* [DO THIS]
Repeat each entry word for word. Leave any images out of the copy.

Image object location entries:
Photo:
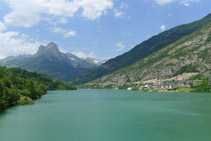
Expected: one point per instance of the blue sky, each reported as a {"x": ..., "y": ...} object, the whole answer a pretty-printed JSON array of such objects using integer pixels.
[{"x": 90, "y": 28}]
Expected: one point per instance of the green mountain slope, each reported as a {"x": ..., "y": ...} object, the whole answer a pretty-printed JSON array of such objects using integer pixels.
[
  {"x": 191, "y": 54},
  {"x": 49, "y": 60},
  {"x": 143, "y": 50}
]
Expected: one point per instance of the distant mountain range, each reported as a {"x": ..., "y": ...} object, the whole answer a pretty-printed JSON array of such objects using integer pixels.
[
  {"x": 189, "y": 56},
  {"x": 49, "y": 60},
  {"x": 124, "y": 68}
]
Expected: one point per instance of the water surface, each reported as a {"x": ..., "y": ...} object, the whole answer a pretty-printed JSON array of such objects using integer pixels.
[{"x": 110, "y": 115}]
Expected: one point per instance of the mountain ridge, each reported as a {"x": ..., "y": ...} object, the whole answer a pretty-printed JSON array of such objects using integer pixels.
[
  {"x": 190, "y": 54},
  {"x": 143, "y": 50},
  {"x": 49, "y": 60}
]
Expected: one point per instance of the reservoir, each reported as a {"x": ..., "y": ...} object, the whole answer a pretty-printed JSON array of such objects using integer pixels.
[{"x": 110, "y": 115}]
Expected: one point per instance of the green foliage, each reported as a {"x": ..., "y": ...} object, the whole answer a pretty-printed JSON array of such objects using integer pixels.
[
  {"x": 186, "y": 69},
  {"x": 21, "y": 87},
  {"x": 144, "y": 50},
  {"x": 204, "y": 86}
]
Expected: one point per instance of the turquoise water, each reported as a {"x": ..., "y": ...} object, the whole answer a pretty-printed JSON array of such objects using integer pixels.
[{"x": 110, "y": 115}]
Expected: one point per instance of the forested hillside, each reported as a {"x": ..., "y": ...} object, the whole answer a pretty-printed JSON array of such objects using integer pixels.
[
  {"x": 143, "y": 50},
  {"x": 19, "y": 87}
]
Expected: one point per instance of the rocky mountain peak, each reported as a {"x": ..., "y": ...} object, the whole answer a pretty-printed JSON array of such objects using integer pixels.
[{"x": 51, "y": 48}]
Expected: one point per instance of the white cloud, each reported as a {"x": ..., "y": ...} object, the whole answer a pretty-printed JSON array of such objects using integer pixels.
[
  {"x": 63, "y": 20},
  {"x": 2, "y": 26},
  {"x": 163, "y": 28},
  {"x": 123, "y": 5},
  {"x": 183, "y": 2},
  {"x": 120, "y": 46},
  {"x": 66, "y": 33},
  {"x": 26, "y": 13},
  {"x": 118, "y": 13},
  {"x": 187, "y": 2},
  {"x": 22, "y": 19},
  {"x": 161, "y": 2},
  {"x": 14, "y": 43},
  {"x": 83, "y": 55}
]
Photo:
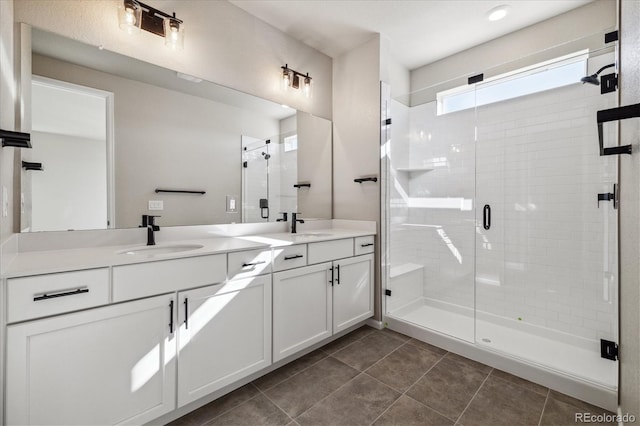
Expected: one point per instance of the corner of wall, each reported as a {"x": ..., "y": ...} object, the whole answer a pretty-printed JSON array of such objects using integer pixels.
[{"x": 629, "y": 228}]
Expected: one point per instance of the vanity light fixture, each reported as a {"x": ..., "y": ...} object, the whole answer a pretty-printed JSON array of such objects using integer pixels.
[
  {"x": 15, "y": 139},
  {"x": 294, "y": 79},
  {"x": 134, "y": 16}
]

* [EXPECTED OUTPUT]
Photo:
Expected: one point per instance of the blue sky, each reported as a {"x": ..., "y": ...} object, the whole answer a pretty-printed JSON array of such objects using integer pixels.
[{"x": 90, "y": 28}]
Expected: one point per instance of the green mountain slope, each reported as a {"x": ..., "y": ...} object, the whole answer a pretty-printed JSON array of such objects using integer pixels.
[
  {"x": 191, "y": 54},
  {"x": 49, "y": 60},
  {"x": 143, "y": 50}
]
Expected: one point per instance of the distant mountain range, each reported as a {"x": ..., "y": ...} object, the whole answer a pretty-printed JSON array of such objects using integer pixels.
[
  {"x": 189, "y": 56},
  {"x": 49, "y": 60},
  {"x": 124, "y": 68}
]
Expected: one point per instance of the water surface, each reported as a {"x": ..., "y": ...} object, the whole answer a pretty-printed JSON array of such objects using integer pixels.
[{"x": 110, "y": 115}]
Expected: one point per instance of the mountain ridge, each reported as a {"x": ..., "y": ...} object, the whole answer a pretty-printed JSON array of such objects using integer pixels.
[
  {"x": 190, "y": 54},
  {"x": 143, "y": 50},
  {"x": 49, "y": 60}
]
Expected: one point per instance of the reservoir, each reported as a {"x": ..., "y": ...} object, the whole answer a pretty-printed JSON array of such objects using integer pixels.
[{"x": 110, "y": 115}]
Expected: one point per instance of the green foliage, each reported as a {"x": ..., "y": ...} object, the whole answer a pretty-printed JSON array of such objects using integer pixels.
[
  {"x": 186, "y": 69},
  {"x": 21, "y": 87},
  {"x": 144, "y": 50},
  {"x": 204, "y": 86}
]
Expected: one point per instance of the turquoise water, each reported as a {"x": ..., "y": ...} object, the whole answer a pretty-printed JSON array of such objects using integer pixels.
[{"x": 110, "y": 115}]
Expected: one point per instance of the forested hillside, each reported as a {"x": ..., "y": ...} object, the whole answer a pretty-printed JSON array of such objects using integer pixels.
[
  {"x": 143, "y": 50},
  {"x": 19, "y": 87}
]
Expected: one point per instance of the rocky mountain peak, each reported as a {"x": ..., "y": ...} object, the whole answer a pretty-printed JSON array of such objects using integer pixels.
[{"x": 51, "y": 48}]
Expected: one point per instance of the white cloud, each reported as a {"x": ..., "y": ...} object, the whole answer a pretty-printed JSON array of such objects using integer pixels.
[
  {"x": 63, "y": 20},
  {"x": 2, "y": 26},
  {"x": 163, "y": 28},
  {"x": 123, "y": 5},
  {"x": 183, "y": 2},
  {"x": 120, "y": 46},
  {"x": 66, "y": 33},
  {"x": 26, "y": 13},
  {"x": 118, "y": 13},
  {"x": 187, "y": 2},
  {"x": 22, "y": 19},
  {"x": 161, "y": 2},
  {"x": 14, "y": 43},
  {"x": 83, "y": 55}
]
Photo:
Expected: one point per instance of the corner of wall, each reported as a {"x": ..., "y": ...} object, the whole answer a pretty-printed JSON array of such objects using integer pixels.
[{"x": 629, "y": 228}]
Expected: one point per instance of the vanity light fixture, each reported as a {"x": ..., "y": ...} object, the whole answer a pretty-printed JSON array of such objects using integer pixels.
[
  {"x": 15, "y": 139},
  {"x": 294, "y": 79},
  {"x": 134, "y": 16}
]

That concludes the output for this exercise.